But TTI's narrow focus on congestion has come under increasingly intense scrutiny in recent years, with critics pointing out that it is used to justify road-widening projects that purport to reduce congestion but mainly serve to encourage sprawl and lengthen commutes.

A study recently released by the University of Minnesota presents an interesting alternative to the TTI's metrics. UMN Transportation Engineering Professor David Levinson recently analyzed metropolitan commuting according to a very different criterion: accessibility, or "the ease of reaching desired destinations."

Levinson attempted to improve on the TTI report by tracking the time it takes for people in the 51 largest U.S. metro areas to reach jobs. His findings stand in stark contrast to the TTI's report. Large metros like Los Angeles, San Francisco, New York and Chicago offered the greatest number of jobs within a 10-minute car commute, Levinson found.

While TTI's methodology penalizes cities for locating homes and businesses close together, because that increases congestion, in Levinson's analysis, higher concentrations of destinations are rewarded for helping to reduce travel times.

# # # # # # #

## Written problem 1
Show every line of the records that contains the word "window".
## Written problem 2
Supply the next part of the passage on commuting metrics, starting after its final sentence.
The passage on commuting metrics and the records come from unrelated sources.

Excerpts from a point labeling dataset
# # # # # # #

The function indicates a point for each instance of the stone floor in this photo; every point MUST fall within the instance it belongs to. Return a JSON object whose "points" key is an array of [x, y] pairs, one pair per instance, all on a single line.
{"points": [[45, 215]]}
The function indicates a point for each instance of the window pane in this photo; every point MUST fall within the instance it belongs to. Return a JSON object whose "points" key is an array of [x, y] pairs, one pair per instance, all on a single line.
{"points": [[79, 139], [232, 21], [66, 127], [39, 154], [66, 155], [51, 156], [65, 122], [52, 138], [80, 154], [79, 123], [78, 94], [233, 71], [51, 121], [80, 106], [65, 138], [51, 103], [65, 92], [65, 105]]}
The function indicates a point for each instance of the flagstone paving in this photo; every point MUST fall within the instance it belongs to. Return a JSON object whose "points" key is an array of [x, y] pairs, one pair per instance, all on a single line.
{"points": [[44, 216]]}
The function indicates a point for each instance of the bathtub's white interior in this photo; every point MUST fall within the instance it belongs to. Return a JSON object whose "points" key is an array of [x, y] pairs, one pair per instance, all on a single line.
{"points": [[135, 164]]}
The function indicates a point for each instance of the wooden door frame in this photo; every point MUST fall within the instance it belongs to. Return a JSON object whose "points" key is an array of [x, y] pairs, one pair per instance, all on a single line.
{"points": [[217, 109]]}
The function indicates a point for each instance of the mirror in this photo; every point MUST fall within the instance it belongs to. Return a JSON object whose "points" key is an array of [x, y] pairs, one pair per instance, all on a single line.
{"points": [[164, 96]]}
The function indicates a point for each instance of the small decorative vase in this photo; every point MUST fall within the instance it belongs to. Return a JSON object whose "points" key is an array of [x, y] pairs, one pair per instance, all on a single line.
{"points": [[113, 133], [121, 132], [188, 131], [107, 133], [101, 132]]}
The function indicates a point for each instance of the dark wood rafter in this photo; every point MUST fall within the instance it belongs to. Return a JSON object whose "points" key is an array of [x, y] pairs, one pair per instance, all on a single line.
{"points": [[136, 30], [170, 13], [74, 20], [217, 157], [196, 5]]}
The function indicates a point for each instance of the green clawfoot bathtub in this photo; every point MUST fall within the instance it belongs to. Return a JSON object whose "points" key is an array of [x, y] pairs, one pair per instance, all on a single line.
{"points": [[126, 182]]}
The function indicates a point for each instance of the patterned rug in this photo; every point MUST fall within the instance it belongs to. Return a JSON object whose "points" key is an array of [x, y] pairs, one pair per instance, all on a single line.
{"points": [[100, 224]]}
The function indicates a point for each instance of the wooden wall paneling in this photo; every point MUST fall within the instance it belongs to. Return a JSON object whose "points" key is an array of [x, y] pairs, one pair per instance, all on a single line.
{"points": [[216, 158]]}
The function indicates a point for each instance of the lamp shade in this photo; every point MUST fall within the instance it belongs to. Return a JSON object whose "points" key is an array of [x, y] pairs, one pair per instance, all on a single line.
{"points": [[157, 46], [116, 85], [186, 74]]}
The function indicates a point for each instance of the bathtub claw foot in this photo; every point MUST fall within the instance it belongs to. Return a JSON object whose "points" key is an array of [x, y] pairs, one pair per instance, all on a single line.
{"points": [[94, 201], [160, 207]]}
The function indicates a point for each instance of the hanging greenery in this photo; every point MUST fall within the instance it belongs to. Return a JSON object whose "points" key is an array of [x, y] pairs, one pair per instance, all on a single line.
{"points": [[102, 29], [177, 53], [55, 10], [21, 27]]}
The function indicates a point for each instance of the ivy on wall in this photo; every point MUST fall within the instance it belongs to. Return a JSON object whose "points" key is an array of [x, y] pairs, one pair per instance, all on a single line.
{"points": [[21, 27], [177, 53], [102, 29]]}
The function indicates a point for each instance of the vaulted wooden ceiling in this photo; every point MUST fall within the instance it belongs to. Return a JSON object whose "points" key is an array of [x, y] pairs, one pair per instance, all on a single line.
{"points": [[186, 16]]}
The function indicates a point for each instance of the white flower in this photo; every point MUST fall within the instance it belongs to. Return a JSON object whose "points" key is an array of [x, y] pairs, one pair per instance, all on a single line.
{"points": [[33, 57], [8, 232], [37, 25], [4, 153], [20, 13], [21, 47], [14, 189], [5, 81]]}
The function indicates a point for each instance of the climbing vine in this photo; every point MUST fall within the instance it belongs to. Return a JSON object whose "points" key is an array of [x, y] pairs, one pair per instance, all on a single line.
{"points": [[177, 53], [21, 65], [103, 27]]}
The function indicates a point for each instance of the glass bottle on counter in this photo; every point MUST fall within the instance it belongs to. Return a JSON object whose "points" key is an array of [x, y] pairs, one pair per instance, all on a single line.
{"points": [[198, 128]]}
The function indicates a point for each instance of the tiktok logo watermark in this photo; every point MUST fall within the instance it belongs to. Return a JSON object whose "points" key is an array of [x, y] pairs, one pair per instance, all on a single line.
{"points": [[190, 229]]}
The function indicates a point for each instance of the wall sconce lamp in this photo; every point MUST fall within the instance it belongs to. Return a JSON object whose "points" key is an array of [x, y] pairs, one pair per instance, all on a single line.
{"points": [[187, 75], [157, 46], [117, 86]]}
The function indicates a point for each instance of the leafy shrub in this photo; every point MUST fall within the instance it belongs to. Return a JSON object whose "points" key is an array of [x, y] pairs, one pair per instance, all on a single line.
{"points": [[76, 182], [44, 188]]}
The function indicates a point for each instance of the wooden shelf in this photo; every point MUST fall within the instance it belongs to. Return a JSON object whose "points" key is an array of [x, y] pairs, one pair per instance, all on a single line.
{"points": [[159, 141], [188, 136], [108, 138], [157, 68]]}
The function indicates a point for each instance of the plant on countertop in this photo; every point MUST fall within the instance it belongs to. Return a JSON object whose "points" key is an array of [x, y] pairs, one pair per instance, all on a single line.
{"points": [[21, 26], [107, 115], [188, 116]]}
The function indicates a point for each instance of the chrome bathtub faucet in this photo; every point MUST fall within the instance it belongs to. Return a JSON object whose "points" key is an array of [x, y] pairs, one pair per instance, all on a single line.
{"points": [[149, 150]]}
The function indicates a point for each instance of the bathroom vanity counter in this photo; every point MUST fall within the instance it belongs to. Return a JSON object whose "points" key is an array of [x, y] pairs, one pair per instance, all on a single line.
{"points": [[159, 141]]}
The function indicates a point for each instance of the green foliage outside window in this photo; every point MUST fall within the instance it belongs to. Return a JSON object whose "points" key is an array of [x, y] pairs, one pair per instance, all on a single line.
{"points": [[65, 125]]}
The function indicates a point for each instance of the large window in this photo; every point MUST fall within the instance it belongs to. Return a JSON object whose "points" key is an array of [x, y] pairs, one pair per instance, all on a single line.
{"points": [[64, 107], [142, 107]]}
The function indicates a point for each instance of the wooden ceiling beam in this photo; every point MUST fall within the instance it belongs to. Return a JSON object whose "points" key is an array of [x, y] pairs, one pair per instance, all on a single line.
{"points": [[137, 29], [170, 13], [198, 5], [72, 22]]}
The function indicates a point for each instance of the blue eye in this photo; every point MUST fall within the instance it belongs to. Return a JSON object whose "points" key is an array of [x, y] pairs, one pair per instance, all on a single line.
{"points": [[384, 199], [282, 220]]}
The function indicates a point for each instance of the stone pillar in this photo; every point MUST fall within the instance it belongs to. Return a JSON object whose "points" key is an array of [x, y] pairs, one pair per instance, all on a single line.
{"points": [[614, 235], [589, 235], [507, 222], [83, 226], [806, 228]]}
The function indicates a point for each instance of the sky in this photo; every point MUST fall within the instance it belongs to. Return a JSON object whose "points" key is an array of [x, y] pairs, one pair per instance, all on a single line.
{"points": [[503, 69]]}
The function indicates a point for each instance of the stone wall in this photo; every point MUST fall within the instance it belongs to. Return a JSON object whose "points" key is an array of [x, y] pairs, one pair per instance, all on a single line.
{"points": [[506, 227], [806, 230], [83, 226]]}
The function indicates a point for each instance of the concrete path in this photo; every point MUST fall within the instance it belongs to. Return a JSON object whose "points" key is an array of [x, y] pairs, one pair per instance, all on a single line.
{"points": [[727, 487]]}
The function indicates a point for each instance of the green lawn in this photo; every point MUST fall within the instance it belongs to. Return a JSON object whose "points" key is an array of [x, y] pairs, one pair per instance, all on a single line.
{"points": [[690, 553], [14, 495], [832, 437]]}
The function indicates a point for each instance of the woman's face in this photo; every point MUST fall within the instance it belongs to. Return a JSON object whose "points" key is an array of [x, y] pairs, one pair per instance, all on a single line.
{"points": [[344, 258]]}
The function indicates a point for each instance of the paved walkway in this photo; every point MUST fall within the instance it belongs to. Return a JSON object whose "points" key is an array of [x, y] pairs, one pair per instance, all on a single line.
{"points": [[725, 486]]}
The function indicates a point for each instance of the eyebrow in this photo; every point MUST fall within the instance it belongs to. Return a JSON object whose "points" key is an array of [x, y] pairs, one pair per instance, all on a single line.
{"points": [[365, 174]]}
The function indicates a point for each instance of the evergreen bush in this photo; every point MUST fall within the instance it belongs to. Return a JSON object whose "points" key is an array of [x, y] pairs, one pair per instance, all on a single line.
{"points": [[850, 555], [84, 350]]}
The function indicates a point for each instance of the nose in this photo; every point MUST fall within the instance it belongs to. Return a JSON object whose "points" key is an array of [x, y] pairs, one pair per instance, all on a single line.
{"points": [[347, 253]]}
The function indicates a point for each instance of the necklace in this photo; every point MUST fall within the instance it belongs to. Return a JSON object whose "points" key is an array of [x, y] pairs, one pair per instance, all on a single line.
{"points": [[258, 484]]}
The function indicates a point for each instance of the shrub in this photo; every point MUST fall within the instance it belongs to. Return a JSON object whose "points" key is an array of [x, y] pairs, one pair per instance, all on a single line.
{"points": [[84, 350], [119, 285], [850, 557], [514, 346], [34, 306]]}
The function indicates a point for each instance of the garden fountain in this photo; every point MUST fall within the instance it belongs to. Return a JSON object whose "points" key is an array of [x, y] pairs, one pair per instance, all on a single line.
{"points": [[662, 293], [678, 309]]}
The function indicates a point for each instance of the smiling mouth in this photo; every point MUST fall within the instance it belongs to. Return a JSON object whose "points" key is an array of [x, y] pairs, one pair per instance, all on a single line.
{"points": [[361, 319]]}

# # # # # # #

## Task response 1
The function indicates a point for each instance of the window pane in this photo; every point MUST fall within the instance it belongs to. Return a JSON object whose "points" key is an array of [x, y] pairs, one pair per instance, all on a single line.
The function indicates a point for each instance of the green foliage outside window in this photo; every point MUST fall within the instance it belongs to. Return a JSON object whose "points" key is an array of [x, y] pairs, one pair per instance, all on a single line.
The function indicates a point for each instance of the large window in this photo; every point MUST fall within the instance it belongs to. Return a JSON object whose "points" key is an array of [x, y] pairs, one pair per instance, all on a single line.

## Task response 2
"There are two ways for cities to improve accessibility—by making transportation faster and more direct or increasing the density of activities, such as locating jobs closer together and closer to workers," Levinson writes.

"Accessibility is not a new idea," he adds. But his is the first study that uses it to systematically attempts to measure how different metro areas compare. The report focuses only on auto access, but the same concepts could be applied to walking, biking, or transit access, he says.

To measure accessibility, Levinson factored in average job density, the average speed of car traffic in the transportation network (from the TTI analysis), and the circuity of trips (how indirect they are). The analysis also looked at the number of destinations within 10-, 20-, 30-, and 40-minute "donuts" around the city.

Levinson found that his measure of "accessibility" is linked to a number of positive economic indicators. For example, he found that home prices in a metro area increase 0.23 percent with every 1 percent increase in accessibility. He also found that doubling accessibility leads to a 6.5 percent increase in real average wages.

There are environmental and quality-of-life connections, as well. Levinson found that a 1 percent increase in accessibility is linked to a 0.06 percent reduction in the share of commuters who drive. He also found that accessibility tends to be linked to shorter overall commute times. A 1 percent increase in "accessibility," he found, is correlated to a 90-second reduction in average commute time each way.

All of this suggests that prioritizing "accessibility" in transportation investment -- rather than alleviating congestion -- might be more economically beneficial for metro regions.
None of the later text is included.